Raw records:
=====

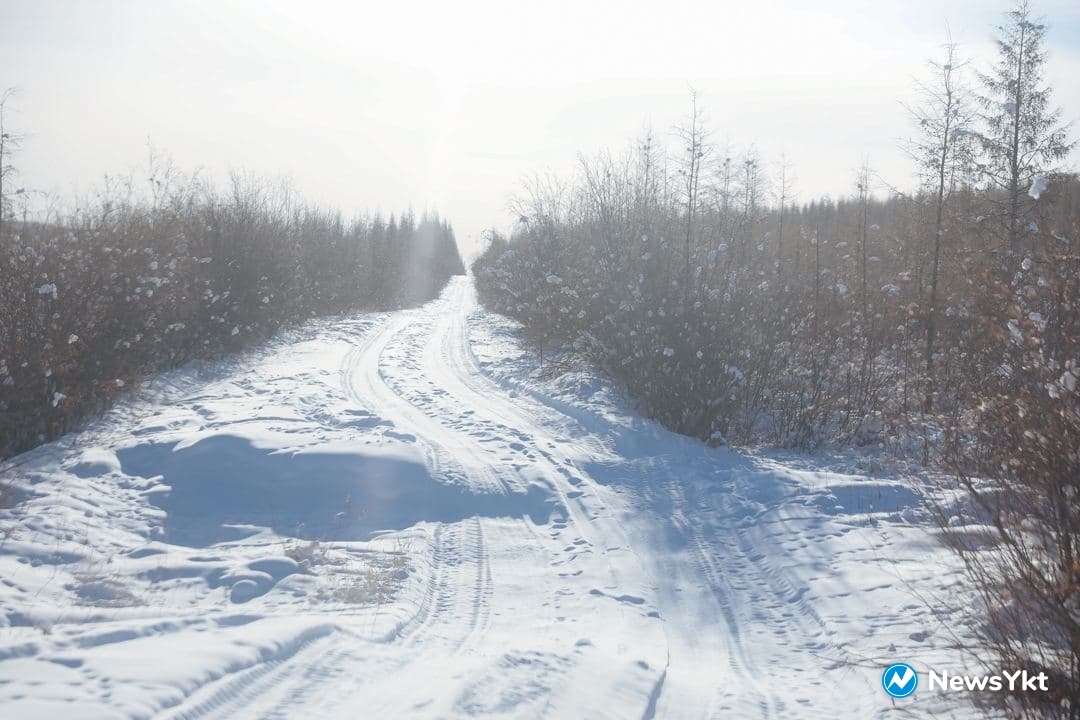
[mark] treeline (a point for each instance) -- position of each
(137, 283)
(791, 326)
(941, 324)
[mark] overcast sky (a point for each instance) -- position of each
(447, 105)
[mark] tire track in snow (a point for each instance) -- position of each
(234, 693)
(460, 578)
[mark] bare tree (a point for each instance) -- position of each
(1022, 136)
(9, 143)
(943, 153)
(696, 149)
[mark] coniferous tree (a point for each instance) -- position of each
(1022, 137)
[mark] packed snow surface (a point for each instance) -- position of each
(399, 516)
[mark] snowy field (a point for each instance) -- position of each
(396, 516)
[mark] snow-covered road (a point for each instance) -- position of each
(391, 516)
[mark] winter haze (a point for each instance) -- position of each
(368, 105)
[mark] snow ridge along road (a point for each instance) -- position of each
(393, 516)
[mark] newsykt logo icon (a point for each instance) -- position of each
(900, 680)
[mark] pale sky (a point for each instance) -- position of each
(448, 105)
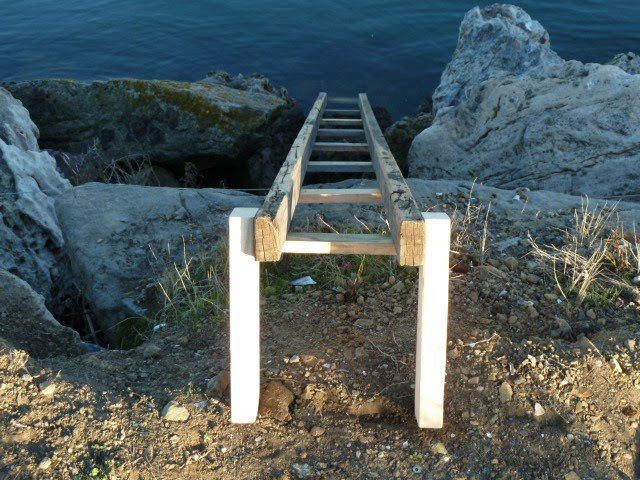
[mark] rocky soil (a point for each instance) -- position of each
(543, 354)
(537, 386)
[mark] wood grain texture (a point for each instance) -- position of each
(404, 216)
(340, 195)
(244, 317)
(341, 147)
(431, 338)
(351, 122)
(273, 218)
(342, 167)
(339, 112)
(339, 244)
(340, 133)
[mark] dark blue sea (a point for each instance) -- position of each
(394, 50)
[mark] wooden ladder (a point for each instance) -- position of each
(415, 239)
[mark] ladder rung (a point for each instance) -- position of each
(340, 195)
(340, 147)
(340, 111)
(342, 100)
(341, 167)
(339, 132)
(339, 243)
(341, 121)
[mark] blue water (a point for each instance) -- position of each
(394, 50)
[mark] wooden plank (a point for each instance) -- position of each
(404, 216)
(339, 167)
(272, 220)
(340, 147)
(244, 316)
(339, 244)
(340, 132)
(343, 100)
(431, 340)
(341, 111)
(340, 195)
(351, 122)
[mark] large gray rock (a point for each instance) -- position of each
(536, 209)
(29, 234)
(496, 40)
(563, 126)
(120, 240)
(629, 62)
(26, 323)
(220, 122)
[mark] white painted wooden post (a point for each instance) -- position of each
(433, 301)
(244, 312)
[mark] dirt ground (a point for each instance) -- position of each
(528, 395)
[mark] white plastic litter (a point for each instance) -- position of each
(303, 281)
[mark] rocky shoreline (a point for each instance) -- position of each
(106, 185)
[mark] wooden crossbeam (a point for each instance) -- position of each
(339, 167)
(341, 111)
(273, 219)
(340, 132)
(340, 195)
(404, 216)
(339, 243)
(343, 100)
(341, 147)
(352, 122)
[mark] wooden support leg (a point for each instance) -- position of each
(433, 299)
(244, 323)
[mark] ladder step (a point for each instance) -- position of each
(342, 100)
(341, 121)
(340, 147)
(334, 112)
(341, 167)
(339, 243)
(339, 132)
(340, 195)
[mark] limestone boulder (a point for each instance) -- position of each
(240, 124)
(629, 62)
(121, 239)
(25, 322)
(493, 41)
(29, 234)
(511, 113)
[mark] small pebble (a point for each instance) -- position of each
(174, 412)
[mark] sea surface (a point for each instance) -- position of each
(394, 50)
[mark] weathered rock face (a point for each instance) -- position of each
(400, 135)
(629, 62)
(121, 238)
(563, 126)
(26, 323)
(500, 39)
(219, 122)
(29, 234)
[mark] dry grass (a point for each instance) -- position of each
(96, 166)
(597, 256)
(470, 232)
(195, 291)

=====

Your objective >> Update everything from the line containing "[mark] white painted" down through the end of the entries, replacing "wooden" with "timber" and leaving all else unchanged. Return only those lines.

The result >>
[mark] white painted timber post (a point for each instance) -- position of each
(433, 301)
(244, 312)
[mark] dirt ground (a point for each instance) -- position of each
(528, 395)
[mark] white plastic litter (a point for each instance) -- position of each
(303, 281)
[mark] rocky shoreline (a point for each instance) -- position of each
(106, 185)
[mark] timber crossbeam (a point for each instance) -- position of each
(339, 167)
(341, 111)
(273, 219)
(340, 132)
(340, 195)
(404, 216)
(339, 243)
(343, 100)
(341, 147)
(352, 122)
[mark] timber support leg (a point for each instance) -- position of each
(433, 299)
(244, 323)
[mark] ladder step (a point for each instance) -- position of each
(342, 100)
(341, 121)
(340, 147)
(334, 112)
(341, 167)
(339, 243)
(339, 132)
(340, 195)
[mark] limestone boulder (a point for each instance) -- position of each
(240, 124)
(629, 62)
(121, 239)
(25, 322)
(493, 41)
(29, 234)
(511, 113)
[mark] small pebble (a point for each instance) -- position of each
(174, 412)
[mark] sea surface (a point for each instance) -- position of each
(394, 50)
[mark] weathered rock face (a point for each instance) -- position of each
(400, 135)
(629, 62)
(121, 238)
(563, 126)
(26, 323)
(500, 39)
(219, 122)
(29, 234)
[mark] dry grass (a point for each instance) -- position of each
(96, 166)
(597, 256)
(470, 232)
(195, 291)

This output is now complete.